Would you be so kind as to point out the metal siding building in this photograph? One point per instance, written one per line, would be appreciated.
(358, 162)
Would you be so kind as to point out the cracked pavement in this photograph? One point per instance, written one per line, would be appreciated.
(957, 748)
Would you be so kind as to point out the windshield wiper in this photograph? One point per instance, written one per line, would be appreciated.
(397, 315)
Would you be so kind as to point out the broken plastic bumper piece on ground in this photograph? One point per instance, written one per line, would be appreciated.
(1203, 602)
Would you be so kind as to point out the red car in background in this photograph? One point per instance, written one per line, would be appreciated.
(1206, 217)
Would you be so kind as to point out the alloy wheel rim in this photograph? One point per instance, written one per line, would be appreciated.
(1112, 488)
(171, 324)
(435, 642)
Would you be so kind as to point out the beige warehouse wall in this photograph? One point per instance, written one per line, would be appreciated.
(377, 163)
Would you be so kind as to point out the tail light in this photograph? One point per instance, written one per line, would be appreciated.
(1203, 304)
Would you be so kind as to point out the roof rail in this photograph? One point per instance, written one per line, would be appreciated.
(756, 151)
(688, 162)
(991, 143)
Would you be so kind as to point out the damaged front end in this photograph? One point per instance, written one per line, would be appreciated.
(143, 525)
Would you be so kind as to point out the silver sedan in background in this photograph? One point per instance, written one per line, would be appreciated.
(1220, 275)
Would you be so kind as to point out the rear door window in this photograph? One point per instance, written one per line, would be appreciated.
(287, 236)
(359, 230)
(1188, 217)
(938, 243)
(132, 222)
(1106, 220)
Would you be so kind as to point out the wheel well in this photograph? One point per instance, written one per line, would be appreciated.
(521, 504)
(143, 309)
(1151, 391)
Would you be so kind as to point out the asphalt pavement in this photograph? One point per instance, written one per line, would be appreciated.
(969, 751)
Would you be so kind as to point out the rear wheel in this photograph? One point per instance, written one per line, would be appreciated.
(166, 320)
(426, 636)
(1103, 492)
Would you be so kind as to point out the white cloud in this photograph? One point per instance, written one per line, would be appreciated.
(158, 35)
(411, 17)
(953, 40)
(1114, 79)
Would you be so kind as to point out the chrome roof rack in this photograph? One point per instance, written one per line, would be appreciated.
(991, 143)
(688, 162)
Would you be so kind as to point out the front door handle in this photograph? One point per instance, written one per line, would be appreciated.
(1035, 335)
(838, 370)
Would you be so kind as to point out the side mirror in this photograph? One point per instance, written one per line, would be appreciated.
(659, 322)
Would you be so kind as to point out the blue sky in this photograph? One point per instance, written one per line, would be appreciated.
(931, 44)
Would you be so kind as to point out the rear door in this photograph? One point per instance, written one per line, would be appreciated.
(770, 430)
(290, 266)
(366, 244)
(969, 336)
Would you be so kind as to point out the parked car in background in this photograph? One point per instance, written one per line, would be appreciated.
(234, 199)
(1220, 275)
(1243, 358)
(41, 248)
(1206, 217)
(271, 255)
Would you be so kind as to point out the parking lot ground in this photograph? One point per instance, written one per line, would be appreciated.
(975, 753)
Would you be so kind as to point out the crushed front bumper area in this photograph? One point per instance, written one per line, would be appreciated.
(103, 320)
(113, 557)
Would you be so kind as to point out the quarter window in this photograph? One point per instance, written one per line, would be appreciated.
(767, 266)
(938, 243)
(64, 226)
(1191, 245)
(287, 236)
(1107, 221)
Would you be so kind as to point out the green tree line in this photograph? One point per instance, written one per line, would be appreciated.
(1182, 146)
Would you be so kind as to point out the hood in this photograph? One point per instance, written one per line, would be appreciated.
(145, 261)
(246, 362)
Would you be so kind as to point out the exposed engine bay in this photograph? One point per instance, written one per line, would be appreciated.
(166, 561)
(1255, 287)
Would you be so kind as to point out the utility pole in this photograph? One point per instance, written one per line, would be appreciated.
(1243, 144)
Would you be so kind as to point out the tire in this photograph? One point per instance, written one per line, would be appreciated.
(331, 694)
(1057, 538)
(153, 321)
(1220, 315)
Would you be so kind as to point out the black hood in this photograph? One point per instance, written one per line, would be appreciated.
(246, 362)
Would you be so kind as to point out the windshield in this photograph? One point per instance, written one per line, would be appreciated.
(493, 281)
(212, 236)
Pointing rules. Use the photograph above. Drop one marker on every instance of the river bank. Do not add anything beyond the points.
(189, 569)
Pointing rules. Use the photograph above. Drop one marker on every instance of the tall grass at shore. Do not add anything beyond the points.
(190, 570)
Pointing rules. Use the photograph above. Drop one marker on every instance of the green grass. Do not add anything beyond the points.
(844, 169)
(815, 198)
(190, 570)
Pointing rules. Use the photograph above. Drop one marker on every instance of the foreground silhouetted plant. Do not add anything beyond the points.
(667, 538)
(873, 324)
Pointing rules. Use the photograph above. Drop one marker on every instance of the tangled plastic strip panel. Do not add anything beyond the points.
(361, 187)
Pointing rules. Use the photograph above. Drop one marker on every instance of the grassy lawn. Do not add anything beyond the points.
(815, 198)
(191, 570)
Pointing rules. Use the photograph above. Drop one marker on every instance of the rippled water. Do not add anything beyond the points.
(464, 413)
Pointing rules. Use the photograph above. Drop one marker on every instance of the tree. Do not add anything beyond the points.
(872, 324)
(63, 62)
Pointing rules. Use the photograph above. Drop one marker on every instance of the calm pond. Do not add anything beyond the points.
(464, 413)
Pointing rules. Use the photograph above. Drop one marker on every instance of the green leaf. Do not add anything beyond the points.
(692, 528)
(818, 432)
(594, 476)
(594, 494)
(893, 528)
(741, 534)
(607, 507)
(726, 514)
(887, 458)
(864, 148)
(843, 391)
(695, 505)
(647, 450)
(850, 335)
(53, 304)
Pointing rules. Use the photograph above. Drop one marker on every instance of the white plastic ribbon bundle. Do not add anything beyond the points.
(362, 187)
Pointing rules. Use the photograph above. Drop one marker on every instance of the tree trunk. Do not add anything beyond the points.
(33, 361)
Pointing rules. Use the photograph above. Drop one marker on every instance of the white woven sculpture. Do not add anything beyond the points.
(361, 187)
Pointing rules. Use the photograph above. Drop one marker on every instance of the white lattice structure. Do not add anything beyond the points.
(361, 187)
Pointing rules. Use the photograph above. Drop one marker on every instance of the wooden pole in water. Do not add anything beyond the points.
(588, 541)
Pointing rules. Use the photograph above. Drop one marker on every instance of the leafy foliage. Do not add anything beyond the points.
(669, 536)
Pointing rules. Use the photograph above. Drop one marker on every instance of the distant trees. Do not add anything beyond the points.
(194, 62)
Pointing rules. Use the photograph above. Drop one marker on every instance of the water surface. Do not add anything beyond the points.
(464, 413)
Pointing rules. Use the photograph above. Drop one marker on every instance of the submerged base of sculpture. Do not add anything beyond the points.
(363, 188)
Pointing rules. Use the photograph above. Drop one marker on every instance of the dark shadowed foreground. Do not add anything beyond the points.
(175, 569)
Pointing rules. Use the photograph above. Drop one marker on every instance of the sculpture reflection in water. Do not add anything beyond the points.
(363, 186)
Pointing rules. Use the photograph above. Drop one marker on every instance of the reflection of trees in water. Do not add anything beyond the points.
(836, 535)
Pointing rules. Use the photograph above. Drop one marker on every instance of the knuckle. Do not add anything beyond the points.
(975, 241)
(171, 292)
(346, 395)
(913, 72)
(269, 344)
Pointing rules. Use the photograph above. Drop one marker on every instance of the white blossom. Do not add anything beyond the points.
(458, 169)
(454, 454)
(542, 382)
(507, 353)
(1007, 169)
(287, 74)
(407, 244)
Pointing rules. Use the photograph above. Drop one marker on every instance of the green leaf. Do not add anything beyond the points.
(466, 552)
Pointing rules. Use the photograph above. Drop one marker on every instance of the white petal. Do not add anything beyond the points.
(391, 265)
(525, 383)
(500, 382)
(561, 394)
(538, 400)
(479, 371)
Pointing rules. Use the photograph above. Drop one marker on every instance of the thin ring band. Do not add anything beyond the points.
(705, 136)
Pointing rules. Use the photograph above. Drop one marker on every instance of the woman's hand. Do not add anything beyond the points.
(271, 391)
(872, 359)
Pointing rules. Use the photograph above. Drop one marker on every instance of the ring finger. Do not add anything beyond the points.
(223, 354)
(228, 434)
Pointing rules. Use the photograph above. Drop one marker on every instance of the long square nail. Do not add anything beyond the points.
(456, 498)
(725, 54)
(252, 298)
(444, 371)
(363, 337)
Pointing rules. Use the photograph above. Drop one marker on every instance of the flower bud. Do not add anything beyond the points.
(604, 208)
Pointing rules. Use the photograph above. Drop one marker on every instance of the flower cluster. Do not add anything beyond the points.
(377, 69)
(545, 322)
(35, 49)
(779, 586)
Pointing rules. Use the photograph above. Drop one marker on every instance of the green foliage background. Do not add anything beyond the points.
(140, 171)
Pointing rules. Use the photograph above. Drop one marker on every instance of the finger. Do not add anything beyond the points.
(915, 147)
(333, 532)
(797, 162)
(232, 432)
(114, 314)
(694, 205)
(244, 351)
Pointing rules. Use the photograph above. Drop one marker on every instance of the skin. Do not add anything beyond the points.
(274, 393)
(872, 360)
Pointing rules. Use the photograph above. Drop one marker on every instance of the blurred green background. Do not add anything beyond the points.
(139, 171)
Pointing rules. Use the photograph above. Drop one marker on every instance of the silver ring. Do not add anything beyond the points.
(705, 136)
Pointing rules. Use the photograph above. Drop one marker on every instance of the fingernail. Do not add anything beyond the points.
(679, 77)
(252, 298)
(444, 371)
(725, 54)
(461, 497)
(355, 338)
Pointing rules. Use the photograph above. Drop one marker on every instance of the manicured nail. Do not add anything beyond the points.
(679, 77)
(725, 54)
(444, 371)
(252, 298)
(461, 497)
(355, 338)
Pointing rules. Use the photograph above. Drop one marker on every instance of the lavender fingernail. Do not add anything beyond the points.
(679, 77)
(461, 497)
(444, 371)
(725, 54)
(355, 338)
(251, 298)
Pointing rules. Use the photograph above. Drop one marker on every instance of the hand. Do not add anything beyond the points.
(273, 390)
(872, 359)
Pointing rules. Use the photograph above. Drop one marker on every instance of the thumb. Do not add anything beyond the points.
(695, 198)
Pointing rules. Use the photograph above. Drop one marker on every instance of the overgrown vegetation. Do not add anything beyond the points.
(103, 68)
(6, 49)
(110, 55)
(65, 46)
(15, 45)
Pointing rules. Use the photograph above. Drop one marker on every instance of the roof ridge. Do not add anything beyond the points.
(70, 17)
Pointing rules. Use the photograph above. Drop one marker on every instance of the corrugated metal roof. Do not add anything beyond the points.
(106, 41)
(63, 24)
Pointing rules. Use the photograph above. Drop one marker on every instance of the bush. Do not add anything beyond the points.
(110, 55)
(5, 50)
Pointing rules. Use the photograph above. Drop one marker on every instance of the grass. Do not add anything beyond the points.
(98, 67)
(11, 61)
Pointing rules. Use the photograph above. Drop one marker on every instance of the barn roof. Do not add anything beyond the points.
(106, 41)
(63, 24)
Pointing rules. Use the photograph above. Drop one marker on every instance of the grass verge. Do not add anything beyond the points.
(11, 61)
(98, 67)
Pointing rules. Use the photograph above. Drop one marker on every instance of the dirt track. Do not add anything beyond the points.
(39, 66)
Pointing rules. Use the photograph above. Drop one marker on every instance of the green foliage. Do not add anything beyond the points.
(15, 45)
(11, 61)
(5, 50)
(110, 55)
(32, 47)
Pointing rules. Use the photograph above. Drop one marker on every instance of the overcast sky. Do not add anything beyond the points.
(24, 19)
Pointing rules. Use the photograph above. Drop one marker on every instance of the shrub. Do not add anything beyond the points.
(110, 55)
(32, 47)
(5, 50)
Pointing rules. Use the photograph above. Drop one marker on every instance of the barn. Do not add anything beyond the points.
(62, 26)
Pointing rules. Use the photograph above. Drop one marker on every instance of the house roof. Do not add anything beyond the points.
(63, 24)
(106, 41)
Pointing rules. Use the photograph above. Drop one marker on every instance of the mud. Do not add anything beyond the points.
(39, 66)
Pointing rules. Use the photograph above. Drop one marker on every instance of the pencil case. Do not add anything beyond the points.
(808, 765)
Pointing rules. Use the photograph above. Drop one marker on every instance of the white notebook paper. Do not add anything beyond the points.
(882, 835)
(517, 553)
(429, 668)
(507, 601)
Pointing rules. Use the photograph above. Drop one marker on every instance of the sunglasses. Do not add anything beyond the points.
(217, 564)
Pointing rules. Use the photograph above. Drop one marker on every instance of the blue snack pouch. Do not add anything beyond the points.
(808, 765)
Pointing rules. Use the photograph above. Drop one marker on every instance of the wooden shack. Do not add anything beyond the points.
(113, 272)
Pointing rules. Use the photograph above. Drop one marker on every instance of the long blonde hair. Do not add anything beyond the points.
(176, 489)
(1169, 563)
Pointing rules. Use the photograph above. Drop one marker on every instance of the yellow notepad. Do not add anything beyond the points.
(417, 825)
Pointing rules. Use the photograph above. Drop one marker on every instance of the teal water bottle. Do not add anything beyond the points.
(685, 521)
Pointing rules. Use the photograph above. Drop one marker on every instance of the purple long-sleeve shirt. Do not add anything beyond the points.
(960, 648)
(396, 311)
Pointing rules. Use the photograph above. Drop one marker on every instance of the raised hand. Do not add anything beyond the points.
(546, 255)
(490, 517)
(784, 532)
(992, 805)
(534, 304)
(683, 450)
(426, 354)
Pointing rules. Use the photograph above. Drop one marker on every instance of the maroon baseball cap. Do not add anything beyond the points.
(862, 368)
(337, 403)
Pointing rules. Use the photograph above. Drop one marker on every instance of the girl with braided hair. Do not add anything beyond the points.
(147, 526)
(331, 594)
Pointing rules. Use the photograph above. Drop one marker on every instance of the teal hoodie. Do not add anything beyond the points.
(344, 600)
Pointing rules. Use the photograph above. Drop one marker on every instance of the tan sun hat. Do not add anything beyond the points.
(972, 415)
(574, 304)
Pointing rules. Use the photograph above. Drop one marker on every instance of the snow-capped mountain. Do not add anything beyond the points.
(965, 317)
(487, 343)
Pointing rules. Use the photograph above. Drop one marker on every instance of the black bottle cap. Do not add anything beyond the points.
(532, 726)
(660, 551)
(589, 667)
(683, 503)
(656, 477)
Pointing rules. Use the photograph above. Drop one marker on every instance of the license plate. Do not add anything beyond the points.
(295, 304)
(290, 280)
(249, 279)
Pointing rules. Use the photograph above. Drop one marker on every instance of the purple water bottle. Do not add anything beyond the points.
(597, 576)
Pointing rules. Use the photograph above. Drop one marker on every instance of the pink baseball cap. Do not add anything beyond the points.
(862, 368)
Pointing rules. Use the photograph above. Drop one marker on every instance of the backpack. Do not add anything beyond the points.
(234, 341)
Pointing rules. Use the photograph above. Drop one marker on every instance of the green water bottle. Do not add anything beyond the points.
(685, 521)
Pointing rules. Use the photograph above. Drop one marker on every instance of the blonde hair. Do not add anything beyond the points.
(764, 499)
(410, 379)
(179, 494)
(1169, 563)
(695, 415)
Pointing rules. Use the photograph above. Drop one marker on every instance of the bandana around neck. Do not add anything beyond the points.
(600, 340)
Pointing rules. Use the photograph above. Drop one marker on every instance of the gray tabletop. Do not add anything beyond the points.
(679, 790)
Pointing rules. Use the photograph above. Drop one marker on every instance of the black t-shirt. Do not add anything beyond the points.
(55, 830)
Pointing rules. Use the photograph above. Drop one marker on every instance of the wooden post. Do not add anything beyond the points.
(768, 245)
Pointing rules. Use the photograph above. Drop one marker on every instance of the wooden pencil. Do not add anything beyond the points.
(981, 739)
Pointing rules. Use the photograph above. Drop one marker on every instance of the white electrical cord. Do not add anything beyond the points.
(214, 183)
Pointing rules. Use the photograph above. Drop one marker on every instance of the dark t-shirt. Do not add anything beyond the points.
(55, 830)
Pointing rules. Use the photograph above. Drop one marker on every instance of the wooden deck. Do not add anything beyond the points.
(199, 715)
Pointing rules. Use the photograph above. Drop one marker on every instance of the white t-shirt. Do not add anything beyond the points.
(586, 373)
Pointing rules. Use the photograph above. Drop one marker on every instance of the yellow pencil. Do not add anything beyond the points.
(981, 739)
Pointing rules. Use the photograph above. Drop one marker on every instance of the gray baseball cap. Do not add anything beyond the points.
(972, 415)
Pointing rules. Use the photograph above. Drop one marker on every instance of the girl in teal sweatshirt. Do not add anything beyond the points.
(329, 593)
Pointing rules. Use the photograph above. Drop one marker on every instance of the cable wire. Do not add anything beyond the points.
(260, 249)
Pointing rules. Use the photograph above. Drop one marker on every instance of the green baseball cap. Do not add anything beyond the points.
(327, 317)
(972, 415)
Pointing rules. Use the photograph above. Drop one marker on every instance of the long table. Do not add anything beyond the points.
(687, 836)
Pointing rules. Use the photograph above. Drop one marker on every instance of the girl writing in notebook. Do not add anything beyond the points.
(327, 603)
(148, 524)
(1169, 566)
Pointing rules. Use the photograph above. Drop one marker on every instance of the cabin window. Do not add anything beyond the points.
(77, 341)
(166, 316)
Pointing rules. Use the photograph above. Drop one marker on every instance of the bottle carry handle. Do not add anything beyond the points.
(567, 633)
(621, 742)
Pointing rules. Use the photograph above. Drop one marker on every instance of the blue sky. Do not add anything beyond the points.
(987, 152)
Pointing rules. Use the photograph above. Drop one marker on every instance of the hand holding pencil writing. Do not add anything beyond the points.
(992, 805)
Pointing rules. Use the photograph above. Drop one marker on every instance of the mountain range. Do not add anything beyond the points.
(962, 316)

_TASK REQUIREMENTS:_
Your answer is to contain exactly the lines from the one holding "handle. Do not add anything beyond the points." to the end of the entries, with no other line.

_REPLY TO THE EXERCISE:_
Pointing rules. Use the photograph above. Drop one marker on every instance of the bottle carry handle. Do not add anything beyond the points.
(567, 633)
(621, 742)
Pointing rules. Use the photograph above. Drop one marker on every instance of the blue sky. Do not add anything beyond the points.
(987, 152)
Pointing rules. Use the photograph above. Drop one marker on every instance of the hand holding pencil writing. Do not add anything beyond the points.
(992, 805)
Pointing rules. Use the photograph above. Drop one marker on every instance of the mountain range. Do not add anything beyond the points.
(962, 316)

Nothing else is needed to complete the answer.